Document section.
__________
I don't know how to do wlog in Lean, so I'll just do cases on have H := le_or_gt f.degree g.degree,

#### Johan Commelin (Sep 14 2018 at 09:33):

The next step fails, because Lean doesn't know how to subtract with_bot ℕ thingies. Is that intended? Or should we use nat_degree?

#### Kevin Buzzard (Sep 14 2018 at 09:41):

Oh I've done all this bit -- you should look at the kmb_hilbert_basis branch of community mathlib.

#### Johan Commelin (Sep 14 2018 at 09:44):

why are you making me commit just becuase I want to change branch

git stash

#### Kevin Buzzard (Sep 14 2018 at 10:03):

Oh that's what it's for!

#### Johan Commelin (Sep 14 2018 at 10:38):

unexpected occurrence of recursive function
Did I unlock something?
__________
Parts of the exercise.
**A)** In the Lean chat excerpt, which branch of community mathlib does Kevin Buzzard say to look at?
**B)** Report only the number of lines in the records that contain the string "every", counting only matches with the same case.
The Lean chat excerpt and the records are unrelated material.

Named region outline records
__________
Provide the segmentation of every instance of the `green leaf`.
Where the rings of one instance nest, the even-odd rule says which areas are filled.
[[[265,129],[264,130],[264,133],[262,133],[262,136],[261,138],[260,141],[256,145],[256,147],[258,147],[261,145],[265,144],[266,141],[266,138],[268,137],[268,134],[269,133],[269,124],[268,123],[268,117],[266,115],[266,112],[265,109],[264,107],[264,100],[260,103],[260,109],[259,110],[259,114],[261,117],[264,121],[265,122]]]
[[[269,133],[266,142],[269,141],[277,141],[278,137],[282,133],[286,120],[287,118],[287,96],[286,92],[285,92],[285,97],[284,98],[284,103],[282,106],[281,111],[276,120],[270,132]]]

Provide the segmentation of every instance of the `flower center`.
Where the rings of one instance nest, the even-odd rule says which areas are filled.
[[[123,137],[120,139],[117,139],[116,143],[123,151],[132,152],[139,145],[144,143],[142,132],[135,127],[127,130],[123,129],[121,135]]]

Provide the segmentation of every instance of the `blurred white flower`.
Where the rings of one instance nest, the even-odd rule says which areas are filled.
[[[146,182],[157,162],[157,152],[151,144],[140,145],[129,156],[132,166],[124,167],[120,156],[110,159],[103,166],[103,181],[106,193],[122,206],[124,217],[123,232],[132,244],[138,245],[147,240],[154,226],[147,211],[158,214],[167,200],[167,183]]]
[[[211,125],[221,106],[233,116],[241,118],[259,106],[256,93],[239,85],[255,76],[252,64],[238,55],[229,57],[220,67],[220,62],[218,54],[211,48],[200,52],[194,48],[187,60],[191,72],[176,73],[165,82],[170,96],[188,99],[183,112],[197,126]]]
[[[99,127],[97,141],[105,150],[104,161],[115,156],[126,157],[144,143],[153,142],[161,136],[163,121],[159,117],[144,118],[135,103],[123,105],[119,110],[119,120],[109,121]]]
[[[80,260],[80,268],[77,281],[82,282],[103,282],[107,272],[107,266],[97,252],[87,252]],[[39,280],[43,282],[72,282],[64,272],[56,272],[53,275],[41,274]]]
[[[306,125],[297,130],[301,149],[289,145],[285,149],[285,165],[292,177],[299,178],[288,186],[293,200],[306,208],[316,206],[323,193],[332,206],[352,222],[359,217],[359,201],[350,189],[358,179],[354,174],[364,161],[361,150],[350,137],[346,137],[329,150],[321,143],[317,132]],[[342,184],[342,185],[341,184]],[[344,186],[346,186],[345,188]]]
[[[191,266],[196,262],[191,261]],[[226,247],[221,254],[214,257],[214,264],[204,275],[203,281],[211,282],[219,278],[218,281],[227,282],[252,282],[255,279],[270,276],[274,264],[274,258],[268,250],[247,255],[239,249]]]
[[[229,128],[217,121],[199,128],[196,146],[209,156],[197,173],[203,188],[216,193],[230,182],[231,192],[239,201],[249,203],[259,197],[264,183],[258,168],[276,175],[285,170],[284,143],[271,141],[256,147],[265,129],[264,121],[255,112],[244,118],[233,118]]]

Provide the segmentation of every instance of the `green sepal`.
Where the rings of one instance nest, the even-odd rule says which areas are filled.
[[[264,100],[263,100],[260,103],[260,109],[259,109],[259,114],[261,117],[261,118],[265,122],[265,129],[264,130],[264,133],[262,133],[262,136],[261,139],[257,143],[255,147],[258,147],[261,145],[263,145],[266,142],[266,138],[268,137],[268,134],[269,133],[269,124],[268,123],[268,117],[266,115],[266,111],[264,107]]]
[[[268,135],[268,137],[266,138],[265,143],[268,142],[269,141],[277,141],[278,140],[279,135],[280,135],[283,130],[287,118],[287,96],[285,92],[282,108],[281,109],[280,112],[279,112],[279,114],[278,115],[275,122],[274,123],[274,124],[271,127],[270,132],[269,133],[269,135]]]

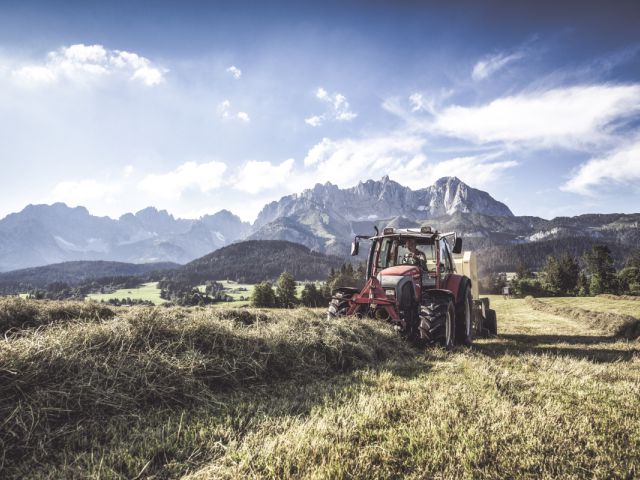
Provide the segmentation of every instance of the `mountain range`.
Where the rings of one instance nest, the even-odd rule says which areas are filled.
__________
Solutions.
**A)** The kmb_hilbert_basis branch.

**B)** 5